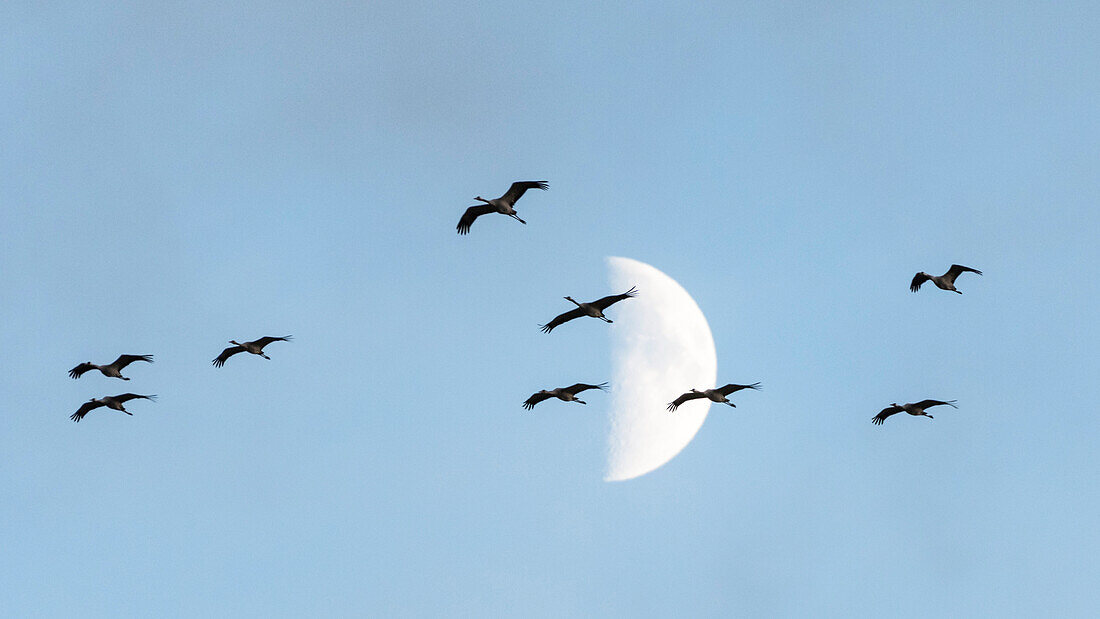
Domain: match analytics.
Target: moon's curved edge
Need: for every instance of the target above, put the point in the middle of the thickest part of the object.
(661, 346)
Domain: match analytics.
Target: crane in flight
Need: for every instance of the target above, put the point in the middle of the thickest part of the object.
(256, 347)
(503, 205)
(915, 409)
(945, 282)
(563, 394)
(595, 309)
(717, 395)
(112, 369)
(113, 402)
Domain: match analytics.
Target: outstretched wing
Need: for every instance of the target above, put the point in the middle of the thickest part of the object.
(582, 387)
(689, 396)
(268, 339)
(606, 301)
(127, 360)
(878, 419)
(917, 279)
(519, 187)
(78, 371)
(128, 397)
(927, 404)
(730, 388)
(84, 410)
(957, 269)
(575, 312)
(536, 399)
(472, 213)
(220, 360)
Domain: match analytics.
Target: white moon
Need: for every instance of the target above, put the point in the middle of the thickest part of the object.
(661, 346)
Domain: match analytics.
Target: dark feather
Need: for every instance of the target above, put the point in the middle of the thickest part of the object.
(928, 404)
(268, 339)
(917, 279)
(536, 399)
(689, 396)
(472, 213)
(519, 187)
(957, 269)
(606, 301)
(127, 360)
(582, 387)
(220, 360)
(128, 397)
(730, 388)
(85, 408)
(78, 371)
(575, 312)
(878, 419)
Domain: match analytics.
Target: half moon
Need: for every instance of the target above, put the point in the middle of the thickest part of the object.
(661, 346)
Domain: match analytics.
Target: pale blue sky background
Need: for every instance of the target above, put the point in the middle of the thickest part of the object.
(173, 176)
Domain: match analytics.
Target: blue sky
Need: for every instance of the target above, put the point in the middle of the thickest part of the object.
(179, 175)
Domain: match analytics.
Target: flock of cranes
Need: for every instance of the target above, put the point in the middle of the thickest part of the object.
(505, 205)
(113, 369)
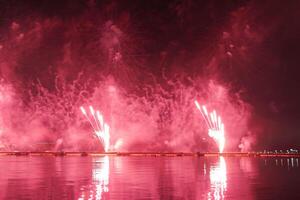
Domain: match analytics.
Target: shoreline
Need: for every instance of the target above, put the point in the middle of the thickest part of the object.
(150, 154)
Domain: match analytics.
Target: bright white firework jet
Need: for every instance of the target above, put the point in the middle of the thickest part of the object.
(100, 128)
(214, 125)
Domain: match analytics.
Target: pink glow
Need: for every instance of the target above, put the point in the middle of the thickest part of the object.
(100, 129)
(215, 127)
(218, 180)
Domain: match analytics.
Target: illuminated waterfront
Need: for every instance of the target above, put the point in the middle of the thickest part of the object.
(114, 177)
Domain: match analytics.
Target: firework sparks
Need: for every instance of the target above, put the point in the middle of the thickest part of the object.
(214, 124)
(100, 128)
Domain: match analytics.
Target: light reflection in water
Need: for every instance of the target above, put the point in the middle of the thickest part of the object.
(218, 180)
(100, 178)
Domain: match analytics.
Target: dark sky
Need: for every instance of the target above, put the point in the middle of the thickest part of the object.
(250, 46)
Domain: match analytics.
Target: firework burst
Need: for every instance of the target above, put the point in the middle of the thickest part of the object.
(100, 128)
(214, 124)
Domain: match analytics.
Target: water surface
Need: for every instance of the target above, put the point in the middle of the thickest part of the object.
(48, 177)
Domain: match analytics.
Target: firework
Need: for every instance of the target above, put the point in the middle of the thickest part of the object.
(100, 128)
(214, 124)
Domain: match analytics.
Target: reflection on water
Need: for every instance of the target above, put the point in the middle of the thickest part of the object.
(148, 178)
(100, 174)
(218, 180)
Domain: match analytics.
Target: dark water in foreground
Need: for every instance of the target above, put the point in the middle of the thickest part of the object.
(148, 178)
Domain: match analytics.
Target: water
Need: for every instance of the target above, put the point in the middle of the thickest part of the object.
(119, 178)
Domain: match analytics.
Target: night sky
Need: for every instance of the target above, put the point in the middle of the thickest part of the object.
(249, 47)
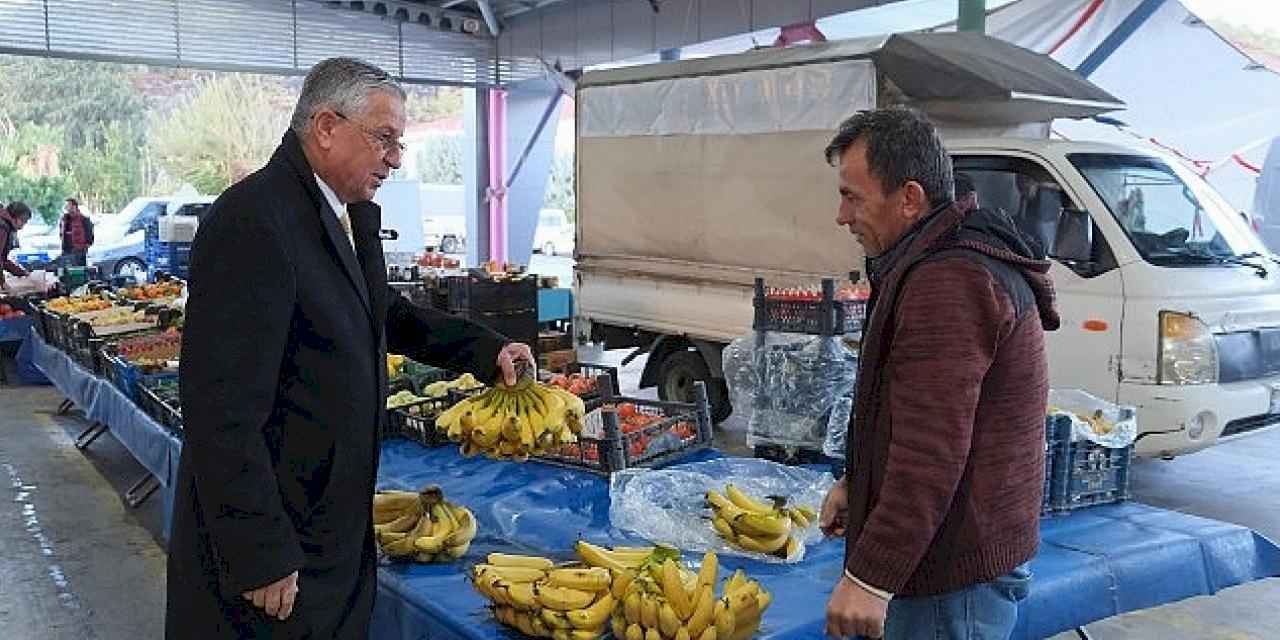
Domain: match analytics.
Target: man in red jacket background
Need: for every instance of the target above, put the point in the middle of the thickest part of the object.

_REQUIRED ACTION:_ This calls for an exact copy of all the entries above, with the pictures omitted.

_THE COMPLETED TASK:_
Domain: match analytics.
Target: moon's curved edge
Need: for every instance of the target above, put the point in the middle of the thickest part of the object.
(661, 346)
Domain: match analytics.
Target: crane in flight
Need: for every instance of the target above, put the point in the middle of the thickest part of the object.
(256, 347)
(503, 205)
(915, 409)
(945, 282)
(563, 394)
(595, 309)
(717, 395)
(112, 369)
(113, 402)
Domain: match analytics.
Target: outstretched wing
Need: for every instance of the target above, put the point in the middle of the thickest part of the object.
(582, 387)
(689, 396)
(268, 339)
(606, 301)
(127, 360)
(878, 419)
(917, 279)
(519, 187)
(78, 371)
(128, 397)
(927, 404)
(730, 388)
(84, 410)
(957, 269)
(575, 312)
(536, 399)
(472, 213)
(220, 360)
Domain: match analytics.
Target: white moon
Need: for every instance of the target above, put the point in the middle of the thickest part of the object.
(661, 346)
Domain: match analytics.
Target: dark feather
Need: for every instance of the target above, put the point in the middle of the thickest part of the object.
(928, 404)
(268, 339)
(917, 279)
(536, 399)
(689, 396)
(472, 213)
(519, 187)
(957, 269)
(606, 301)
(127, 360)
(582, 387)
(220, 360)
(128, 397)
(730, 388)
(85, 408)
(78, 371)
(575, 312)
(878, 419)
Domain: match analytics.
Target: half moon
Need: for every instance of the target above, put the point in the middle of the thickest part of the object.
(661, 346)
Domain: match analytics.
Target: pale blue sky background
Need: for every instance of the target above, put the point in the middle of the thickest part of the object.
(173, 176)
Domain: match analytics.
Target: blue sky
Need: for every instance of the target above, put the point in the middle of the thickest part of the object.
(179, 175)
Domain: match analytics.
Target: flock of cranes
Need: for every instance of the target above, put the point in the middle of the thickest part of the object.
(505, 205)
(113, 369)
Domain: match analytics.
Target: shoreline
Need: for every instance of the target above, put the point in the middle of the thickest part of the object.
(150, 154)
Domain: match analytics.
Target: bright white firework jet
Need: for every instance of the target above, put the point in the middle of the thickest part of the object.
(100, 128)
(214, 125)
Domain: match analytics.
Target: pink glow
Need: for every instance of the target above, put the point in the middle of the thickest part of the object.
(100, 129)
(215, 127)
(218, 180)
Domain: match analytics.
Target: illuminated waterfront
Need: for every instance of the target above, put the point in the middle of the thickest part of the object.
(114, 177)
Domain: match analytics.
Target: firework sparks
Need: for every instance of the target above, put the point in the middle of the thickest part of the object.
(214, 124)
(100, 128)
Domain: match analytics.
Target: light reflection in water
Need: for every instance of the target above, put the point in the middle of the thickest part of the object.
(218, 180)
(100, 178)
Domain: match analytics.
Target: dark sky
Need: for every instance of the target above, put the point in the middle of the thickest part of the object.
(250, 46)
Domain: match analytics.
Target: firework burst
Need: for every instance of the target above, put the point in the middle of the thickest part of the object.
(100, 128)
(214, 124)
Domain: match analytics.
Target: water surface
Need: for every instance of the target above, put the point in the middle of the thickest part of the object.
(48, 177)
Domain: match analytics.
Target: firework
Need: for every instance of the target above, put the point in the middle of the thickest part of the object.
(100, 128)
(214, 124)
Domain: match analytics.
Target: reflection on water
Need: for every instance of the target above, put the point in the middle of the thickest part of the object.
(148, 178)
(100, 174)
(218, 180)
Domain: match analytics.
Target: dark water in foreground
Need: for every instance of the target above, put the point in the middle of the thickest part of the object.
(148, 178)
Domain: match analytics.
Target: water
Need: for every instance of the target above, put the point in the middle of the thickest part of the object.
(119, 178)
Domain: match analytics.
Target: night sky
Need: for every instance of the target above, put the point in the middle of the thickest part of the object.
(249, 47)
Domain: match analytics.
Target: man in red jacket background
Need: for every instance of the target above, put the point in the middle of the thickest part of the object.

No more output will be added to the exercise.